§ SELECTION:
.....

You are correct, you don't need a curb cut if you have a manual wheelchair with somebody help you but, if you are in a power wheelchair there is no other way to get up on the sidewalk without a curb cut. Some of us have no other option than to use a power wheelchair because of our disability. Like you I never ask for anything in my life and always was a giver but when I became disabled because of a severe illness I certainly learned to appreciate small things that made my life easier. Curb cuts, ramps etc. may seem silly and a wasteful expense to you but when you are at the point in life that you need them they are wonderful!



conarb said:


> Number One the private right of enforcement must go, and all of it must go, it legalizes extortion.



I agree, private enforcement is a curse and should be eliminated. However, the only way to eliminate it is to have some kind of public enforcement. Otherwise, everybody will just totally ignore the ADA everyplace. They already ignore it here in Kentucky because there is no means of private enforcement and government and code officials just look the other way! There should be a enforcement method implemented in all parts of the country so that everything is on an equal playing field.


----------



## conarb (Dec 10, 2017)

.....

§ GIVEN INSTRUCTION 1:
Answer these questions from the curb cut discussion.
(a) What kind of wheelchair has no other way onto the sidewalk without a curb cut?
(b) In which state does the writer say the ADA is already ignored?
(c) According to the quoted remark, what does the private right of enforcement legalize?
The rows that follow bear no relation to the curb cut discussion.

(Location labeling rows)

.....

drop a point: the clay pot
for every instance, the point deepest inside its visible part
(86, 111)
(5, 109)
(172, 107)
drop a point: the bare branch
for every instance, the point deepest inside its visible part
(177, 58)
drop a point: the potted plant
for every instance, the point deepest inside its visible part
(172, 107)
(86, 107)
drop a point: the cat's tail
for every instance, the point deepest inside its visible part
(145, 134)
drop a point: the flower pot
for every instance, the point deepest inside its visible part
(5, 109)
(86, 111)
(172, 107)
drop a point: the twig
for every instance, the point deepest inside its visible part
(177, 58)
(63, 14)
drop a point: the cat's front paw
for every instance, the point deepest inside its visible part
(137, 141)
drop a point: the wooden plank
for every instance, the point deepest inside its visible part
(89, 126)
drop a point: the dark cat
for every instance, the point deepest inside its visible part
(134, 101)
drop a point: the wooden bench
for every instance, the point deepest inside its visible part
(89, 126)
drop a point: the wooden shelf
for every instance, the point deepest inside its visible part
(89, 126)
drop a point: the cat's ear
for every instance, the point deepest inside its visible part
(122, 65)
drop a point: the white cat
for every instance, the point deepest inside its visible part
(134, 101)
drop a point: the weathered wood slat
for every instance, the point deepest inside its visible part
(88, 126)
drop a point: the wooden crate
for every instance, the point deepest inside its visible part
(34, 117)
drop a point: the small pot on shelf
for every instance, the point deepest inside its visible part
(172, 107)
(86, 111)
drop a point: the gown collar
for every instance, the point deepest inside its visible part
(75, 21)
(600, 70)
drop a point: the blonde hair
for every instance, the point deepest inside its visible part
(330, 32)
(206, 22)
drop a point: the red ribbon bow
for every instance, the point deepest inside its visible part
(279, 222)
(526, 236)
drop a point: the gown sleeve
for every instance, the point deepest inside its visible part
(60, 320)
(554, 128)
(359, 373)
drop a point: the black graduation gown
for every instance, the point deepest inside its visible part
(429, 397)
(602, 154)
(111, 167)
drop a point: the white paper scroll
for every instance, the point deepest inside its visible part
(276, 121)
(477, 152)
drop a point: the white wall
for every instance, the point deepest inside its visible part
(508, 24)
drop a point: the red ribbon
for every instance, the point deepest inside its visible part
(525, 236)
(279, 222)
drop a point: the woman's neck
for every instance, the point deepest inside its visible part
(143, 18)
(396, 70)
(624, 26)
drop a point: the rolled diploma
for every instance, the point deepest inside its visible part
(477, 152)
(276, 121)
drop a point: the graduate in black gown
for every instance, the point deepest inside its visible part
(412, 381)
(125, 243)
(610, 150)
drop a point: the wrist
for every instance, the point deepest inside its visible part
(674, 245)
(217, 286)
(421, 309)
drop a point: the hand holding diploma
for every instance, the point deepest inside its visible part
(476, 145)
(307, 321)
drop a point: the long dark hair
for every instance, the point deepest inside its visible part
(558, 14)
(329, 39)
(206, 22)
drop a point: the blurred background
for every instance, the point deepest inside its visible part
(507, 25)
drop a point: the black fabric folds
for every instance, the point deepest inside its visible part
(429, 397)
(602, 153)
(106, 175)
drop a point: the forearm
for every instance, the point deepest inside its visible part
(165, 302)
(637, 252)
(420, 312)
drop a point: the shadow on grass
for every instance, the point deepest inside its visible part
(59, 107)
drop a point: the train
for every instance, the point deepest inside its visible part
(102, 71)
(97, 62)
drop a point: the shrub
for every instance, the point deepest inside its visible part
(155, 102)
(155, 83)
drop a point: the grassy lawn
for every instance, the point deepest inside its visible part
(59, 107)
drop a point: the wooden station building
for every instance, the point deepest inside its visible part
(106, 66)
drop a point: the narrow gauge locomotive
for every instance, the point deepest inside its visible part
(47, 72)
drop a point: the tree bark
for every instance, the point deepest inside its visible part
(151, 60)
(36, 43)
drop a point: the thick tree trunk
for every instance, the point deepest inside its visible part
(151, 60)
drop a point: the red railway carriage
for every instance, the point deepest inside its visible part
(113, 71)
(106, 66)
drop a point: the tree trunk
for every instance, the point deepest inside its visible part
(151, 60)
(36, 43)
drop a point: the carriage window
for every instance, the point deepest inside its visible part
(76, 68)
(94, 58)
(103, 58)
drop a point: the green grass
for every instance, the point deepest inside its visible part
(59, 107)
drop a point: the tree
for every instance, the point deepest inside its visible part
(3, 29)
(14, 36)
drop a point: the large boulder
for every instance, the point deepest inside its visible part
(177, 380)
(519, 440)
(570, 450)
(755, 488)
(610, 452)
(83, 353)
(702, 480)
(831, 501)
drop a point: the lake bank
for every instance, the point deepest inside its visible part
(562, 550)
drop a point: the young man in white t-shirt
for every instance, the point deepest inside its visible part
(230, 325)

.....

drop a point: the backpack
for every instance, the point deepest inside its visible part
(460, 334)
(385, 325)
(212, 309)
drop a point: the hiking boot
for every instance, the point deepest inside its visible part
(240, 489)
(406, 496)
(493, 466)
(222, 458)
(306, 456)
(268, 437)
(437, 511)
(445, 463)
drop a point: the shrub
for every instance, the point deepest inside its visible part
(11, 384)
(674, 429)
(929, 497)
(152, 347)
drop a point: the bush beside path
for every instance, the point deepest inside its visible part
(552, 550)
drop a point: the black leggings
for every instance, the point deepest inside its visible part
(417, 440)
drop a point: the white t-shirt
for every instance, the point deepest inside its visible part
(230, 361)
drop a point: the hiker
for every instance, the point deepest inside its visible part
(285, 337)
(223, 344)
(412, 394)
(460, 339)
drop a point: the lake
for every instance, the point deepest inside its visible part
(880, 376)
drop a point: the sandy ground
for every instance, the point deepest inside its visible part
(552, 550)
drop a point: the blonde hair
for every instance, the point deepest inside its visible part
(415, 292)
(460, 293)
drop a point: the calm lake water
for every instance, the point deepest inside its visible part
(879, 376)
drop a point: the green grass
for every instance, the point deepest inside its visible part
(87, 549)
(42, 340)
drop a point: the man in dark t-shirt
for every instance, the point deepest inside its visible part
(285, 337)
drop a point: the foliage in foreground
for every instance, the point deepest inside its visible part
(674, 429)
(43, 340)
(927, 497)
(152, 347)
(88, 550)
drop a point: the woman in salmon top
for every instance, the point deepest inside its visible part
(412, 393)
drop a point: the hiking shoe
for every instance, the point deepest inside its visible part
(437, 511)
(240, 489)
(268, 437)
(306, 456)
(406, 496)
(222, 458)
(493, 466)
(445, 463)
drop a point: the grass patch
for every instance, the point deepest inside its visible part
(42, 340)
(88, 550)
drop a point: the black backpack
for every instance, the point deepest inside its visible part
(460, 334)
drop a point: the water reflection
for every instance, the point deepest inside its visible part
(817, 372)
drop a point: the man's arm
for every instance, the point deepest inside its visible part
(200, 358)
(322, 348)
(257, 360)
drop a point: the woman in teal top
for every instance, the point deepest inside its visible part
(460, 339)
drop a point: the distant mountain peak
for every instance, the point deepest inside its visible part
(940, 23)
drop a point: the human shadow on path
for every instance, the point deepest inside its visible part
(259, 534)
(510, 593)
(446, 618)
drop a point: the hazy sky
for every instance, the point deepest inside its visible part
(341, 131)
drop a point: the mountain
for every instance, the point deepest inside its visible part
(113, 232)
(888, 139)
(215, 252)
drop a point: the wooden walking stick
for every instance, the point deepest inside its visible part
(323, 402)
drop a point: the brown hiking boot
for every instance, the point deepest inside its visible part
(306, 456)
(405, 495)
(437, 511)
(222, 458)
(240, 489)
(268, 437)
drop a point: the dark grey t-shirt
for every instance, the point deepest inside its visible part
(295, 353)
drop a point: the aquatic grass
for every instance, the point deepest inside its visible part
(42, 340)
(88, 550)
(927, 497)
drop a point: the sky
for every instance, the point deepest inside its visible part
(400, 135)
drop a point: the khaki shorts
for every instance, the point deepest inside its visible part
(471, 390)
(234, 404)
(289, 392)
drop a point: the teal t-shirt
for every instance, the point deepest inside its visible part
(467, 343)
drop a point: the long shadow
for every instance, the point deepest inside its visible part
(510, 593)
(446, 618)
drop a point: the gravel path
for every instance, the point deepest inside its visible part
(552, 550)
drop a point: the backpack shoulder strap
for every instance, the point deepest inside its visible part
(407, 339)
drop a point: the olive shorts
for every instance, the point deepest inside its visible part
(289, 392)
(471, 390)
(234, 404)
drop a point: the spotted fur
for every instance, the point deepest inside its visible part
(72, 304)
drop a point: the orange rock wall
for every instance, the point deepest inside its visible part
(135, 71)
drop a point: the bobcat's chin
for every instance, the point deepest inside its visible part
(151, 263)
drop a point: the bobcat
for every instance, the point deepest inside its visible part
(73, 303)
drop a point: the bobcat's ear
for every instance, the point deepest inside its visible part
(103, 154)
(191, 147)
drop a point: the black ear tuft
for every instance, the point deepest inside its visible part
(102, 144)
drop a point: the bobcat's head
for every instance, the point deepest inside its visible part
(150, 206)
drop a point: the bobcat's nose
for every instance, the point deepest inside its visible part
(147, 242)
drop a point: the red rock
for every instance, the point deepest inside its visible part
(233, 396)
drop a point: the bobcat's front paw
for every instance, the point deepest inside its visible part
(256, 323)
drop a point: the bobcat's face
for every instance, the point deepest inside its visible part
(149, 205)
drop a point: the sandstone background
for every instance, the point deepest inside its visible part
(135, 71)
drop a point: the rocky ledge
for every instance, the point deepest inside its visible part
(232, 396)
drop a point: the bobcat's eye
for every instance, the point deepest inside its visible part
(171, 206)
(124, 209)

.....

§ GIVEN INSTRUCTION 2:
List every row that contains the string "shadow".

§ CORRECT ANSWER 1:
(a) A power wheelchair.
(b) Kentucky.
(c) Extortion.

§ CORRECT ANSWER 2:
drop a point: the shadow on grass
drop a point: the human shadow on path
drop a point: the long shadow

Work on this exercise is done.